Segmentation mask data
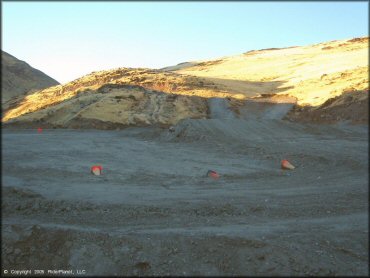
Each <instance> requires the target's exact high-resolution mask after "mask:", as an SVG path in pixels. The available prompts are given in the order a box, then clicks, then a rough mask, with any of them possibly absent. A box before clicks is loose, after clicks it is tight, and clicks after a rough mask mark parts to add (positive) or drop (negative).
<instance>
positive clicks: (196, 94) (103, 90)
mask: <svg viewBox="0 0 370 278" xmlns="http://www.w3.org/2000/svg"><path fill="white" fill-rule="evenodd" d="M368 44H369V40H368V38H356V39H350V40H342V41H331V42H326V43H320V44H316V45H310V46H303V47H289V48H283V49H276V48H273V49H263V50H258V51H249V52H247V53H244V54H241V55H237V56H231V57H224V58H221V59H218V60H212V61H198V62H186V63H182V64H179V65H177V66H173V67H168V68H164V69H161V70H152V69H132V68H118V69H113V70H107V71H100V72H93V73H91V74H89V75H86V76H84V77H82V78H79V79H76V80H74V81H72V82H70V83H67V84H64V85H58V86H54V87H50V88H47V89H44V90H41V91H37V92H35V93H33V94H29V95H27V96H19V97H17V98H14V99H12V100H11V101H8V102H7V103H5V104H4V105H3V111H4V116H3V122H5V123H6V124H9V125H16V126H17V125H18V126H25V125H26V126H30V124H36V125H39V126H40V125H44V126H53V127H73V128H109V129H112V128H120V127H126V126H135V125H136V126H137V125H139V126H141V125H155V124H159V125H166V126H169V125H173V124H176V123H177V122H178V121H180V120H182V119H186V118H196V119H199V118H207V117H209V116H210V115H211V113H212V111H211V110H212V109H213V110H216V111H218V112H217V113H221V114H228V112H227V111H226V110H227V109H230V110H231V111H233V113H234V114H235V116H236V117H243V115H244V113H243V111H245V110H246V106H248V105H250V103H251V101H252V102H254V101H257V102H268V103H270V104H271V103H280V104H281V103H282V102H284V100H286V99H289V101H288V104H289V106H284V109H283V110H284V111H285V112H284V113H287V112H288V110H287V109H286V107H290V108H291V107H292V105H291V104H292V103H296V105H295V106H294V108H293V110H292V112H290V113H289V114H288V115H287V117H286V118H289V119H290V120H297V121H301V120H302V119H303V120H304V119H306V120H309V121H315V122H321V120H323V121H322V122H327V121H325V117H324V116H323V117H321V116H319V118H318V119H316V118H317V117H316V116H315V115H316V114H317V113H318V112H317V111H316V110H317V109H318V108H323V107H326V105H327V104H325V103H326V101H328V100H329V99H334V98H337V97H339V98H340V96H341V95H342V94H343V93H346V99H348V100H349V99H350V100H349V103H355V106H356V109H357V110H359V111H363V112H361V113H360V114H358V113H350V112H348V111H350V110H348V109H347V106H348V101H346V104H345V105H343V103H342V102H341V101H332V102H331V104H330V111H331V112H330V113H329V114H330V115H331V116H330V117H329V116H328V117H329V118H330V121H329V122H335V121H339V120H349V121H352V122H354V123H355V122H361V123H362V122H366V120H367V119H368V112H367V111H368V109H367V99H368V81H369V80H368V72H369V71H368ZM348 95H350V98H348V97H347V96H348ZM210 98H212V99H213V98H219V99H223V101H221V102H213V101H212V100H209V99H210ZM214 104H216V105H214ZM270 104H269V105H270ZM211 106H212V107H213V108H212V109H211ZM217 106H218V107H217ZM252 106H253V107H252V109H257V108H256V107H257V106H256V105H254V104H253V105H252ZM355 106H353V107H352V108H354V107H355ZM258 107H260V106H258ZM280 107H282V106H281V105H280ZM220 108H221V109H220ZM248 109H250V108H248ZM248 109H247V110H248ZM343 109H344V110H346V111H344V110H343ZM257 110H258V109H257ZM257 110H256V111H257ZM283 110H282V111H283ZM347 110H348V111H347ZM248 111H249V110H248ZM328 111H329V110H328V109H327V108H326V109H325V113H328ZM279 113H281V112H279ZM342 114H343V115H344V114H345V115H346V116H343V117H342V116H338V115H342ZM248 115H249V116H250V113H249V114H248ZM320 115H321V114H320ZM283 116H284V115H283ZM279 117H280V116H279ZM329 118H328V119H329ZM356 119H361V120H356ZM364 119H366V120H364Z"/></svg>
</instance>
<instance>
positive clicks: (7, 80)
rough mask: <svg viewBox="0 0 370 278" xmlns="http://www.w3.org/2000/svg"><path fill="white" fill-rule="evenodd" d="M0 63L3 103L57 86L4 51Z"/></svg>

To do
Reproduce the data from its first line through the line containing "positive clicks: (196, 94) (103, 90)", with both ends included. Omit the pictures from your copy.

Expected answer
Each <instance> requires the target's exact high-resolution mask after "mask:", as an SVG path in pixels. The available prompts are given in the order a box, then clicks, then a rough mask, with any of them possibly absent. A box before clicks is loose, after clicks it is tight, and clicks after a rough mask mark parts to add (positive) or drop (negative).
<instance>
positive clicks: (196, 94) (103, 90)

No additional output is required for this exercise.